> _Problem statement_
Run through the records and show each line that includes the string "below".

> _Natural language region descriptions_
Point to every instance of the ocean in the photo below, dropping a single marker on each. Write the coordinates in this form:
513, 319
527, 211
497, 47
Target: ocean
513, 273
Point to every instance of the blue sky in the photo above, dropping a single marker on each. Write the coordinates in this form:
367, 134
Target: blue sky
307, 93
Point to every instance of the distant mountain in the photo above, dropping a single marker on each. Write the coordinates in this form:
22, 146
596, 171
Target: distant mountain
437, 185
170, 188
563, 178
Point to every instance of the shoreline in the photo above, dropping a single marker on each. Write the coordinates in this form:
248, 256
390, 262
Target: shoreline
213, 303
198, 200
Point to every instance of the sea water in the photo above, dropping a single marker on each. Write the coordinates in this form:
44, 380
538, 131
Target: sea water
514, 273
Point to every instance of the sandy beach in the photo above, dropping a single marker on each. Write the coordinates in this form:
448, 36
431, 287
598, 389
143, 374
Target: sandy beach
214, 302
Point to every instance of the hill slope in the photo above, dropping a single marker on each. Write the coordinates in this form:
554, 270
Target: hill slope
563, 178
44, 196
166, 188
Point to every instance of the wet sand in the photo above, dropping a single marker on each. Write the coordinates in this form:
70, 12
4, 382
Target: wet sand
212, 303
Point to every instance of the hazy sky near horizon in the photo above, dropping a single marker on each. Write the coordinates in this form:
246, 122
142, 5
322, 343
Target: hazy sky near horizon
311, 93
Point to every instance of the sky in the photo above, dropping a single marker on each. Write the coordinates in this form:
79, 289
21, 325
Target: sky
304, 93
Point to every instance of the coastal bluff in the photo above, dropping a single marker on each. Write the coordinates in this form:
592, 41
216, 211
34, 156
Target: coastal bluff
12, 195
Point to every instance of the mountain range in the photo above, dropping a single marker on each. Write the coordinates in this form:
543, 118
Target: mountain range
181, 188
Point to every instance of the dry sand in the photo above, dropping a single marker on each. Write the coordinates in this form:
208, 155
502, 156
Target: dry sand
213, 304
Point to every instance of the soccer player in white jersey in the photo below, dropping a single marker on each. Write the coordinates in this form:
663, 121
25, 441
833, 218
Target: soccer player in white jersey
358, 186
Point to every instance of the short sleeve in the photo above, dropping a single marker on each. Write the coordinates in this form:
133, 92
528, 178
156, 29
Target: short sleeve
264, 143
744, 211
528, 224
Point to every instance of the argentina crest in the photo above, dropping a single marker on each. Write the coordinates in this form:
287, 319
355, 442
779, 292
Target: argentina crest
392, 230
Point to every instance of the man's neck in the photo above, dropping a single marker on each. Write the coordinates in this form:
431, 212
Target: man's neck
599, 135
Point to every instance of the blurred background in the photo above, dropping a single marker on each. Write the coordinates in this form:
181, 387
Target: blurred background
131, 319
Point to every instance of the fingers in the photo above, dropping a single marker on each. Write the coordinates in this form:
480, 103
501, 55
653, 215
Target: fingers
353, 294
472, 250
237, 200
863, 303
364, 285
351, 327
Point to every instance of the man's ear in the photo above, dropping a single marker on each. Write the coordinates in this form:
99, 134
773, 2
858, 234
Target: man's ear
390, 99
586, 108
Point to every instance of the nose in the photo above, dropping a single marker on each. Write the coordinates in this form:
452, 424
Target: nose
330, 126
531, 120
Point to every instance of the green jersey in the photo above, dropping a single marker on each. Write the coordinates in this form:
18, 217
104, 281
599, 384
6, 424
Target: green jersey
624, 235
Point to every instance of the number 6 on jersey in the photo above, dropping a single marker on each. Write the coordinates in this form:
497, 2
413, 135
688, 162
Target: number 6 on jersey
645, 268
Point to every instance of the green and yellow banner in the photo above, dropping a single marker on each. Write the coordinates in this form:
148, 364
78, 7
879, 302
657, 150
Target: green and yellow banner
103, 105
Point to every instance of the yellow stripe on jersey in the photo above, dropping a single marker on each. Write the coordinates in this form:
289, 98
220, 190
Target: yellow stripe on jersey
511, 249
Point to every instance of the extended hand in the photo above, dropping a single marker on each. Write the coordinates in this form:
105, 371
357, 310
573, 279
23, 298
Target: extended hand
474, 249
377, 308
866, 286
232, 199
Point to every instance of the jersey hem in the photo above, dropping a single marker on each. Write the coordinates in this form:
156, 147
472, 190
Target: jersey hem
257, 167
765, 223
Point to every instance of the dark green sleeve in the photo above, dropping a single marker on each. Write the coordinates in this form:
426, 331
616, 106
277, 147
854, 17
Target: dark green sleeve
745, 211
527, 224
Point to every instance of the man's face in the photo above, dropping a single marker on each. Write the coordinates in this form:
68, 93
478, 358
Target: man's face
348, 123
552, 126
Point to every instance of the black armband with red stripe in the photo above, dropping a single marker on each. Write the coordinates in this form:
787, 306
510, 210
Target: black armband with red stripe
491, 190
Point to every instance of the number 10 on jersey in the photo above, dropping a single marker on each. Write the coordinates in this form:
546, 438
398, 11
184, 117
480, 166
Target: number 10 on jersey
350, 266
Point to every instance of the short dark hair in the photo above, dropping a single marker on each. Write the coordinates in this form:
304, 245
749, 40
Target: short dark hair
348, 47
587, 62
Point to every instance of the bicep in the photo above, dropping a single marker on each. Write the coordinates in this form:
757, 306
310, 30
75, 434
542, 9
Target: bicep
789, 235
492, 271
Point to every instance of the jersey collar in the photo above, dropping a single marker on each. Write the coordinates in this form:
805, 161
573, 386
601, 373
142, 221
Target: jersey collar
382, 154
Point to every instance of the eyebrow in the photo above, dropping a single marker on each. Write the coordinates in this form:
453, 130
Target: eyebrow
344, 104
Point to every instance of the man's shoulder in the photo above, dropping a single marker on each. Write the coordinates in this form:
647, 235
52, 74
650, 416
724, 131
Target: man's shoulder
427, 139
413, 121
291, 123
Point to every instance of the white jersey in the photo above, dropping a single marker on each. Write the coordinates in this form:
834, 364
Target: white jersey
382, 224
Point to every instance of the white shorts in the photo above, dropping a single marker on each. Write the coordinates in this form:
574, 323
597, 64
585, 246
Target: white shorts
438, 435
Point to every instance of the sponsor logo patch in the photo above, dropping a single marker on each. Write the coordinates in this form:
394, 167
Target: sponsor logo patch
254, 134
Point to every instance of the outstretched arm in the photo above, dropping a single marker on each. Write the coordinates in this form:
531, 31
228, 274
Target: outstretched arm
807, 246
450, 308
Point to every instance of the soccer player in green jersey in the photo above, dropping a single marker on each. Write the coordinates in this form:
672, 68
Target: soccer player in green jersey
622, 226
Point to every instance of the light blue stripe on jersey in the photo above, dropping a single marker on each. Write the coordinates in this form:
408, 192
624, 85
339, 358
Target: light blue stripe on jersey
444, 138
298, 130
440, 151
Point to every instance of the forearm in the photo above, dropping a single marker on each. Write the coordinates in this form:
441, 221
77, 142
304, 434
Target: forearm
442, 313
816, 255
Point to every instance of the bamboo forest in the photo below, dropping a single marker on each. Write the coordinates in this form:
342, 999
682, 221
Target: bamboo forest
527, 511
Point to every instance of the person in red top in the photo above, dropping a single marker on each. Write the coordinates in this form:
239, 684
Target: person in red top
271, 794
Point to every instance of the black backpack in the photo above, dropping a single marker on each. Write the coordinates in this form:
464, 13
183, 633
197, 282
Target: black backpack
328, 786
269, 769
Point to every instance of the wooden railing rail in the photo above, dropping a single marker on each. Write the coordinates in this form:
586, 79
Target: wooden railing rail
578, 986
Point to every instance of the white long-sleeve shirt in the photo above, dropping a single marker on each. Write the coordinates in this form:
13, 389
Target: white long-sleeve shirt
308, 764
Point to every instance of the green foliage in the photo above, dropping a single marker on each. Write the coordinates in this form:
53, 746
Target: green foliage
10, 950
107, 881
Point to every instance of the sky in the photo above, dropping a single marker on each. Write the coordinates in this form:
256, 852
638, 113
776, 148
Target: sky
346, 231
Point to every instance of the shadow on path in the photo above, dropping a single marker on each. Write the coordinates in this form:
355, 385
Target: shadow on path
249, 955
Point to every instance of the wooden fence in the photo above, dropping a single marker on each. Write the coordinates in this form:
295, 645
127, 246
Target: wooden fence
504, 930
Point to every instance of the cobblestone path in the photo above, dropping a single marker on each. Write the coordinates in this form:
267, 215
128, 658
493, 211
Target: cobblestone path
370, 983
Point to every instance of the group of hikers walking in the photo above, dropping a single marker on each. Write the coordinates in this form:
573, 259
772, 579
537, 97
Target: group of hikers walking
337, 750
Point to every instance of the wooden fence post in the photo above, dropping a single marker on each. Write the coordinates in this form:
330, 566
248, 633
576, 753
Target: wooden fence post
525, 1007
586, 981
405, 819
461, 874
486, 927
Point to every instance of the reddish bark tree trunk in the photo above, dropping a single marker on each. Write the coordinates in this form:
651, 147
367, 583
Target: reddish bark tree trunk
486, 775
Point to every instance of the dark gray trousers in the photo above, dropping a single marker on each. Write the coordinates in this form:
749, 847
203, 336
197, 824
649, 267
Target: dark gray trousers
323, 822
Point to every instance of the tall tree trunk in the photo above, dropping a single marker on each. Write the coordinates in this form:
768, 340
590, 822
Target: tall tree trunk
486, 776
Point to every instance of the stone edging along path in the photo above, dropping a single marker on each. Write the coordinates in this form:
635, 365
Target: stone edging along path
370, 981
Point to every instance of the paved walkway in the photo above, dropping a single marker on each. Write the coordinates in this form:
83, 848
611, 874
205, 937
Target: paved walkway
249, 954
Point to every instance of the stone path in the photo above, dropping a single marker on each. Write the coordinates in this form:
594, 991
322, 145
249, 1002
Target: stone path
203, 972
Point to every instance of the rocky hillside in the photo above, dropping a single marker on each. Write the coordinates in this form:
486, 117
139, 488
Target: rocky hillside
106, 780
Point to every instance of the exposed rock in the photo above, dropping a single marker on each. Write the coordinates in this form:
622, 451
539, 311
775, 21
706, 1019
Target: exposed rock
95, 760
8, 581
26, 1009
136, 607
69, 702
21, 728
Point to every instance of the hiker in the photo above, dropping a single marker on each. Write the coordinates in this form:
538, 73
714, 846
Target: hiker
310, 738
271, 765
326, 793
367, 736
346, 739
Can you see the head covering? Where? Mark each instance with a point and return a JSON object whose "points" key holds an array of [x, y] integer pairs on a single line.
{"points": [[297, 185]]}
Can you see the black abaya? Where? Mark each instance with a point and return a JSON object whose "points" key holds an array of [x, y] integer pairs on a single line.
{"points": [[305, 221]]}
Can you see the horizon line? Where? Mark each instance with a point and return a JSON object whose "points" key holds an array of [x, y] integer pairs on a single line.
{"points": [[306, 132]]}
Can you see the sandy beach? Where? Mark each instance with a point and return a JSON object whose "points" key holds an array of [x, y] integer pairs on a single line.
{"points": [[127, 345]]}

> _Your response_
Point to every instance of the ocean in the photo below, dropping a single marker on each. Write the coordinates in this form:
Point to every instance of the soccer player in white jersey in the photo below, dropping a single marker on each. Write the coordinates in this form:
Point to every instance of the bamboo forest in the photo below, dropping a single marker on each. Write the coordinates in this form:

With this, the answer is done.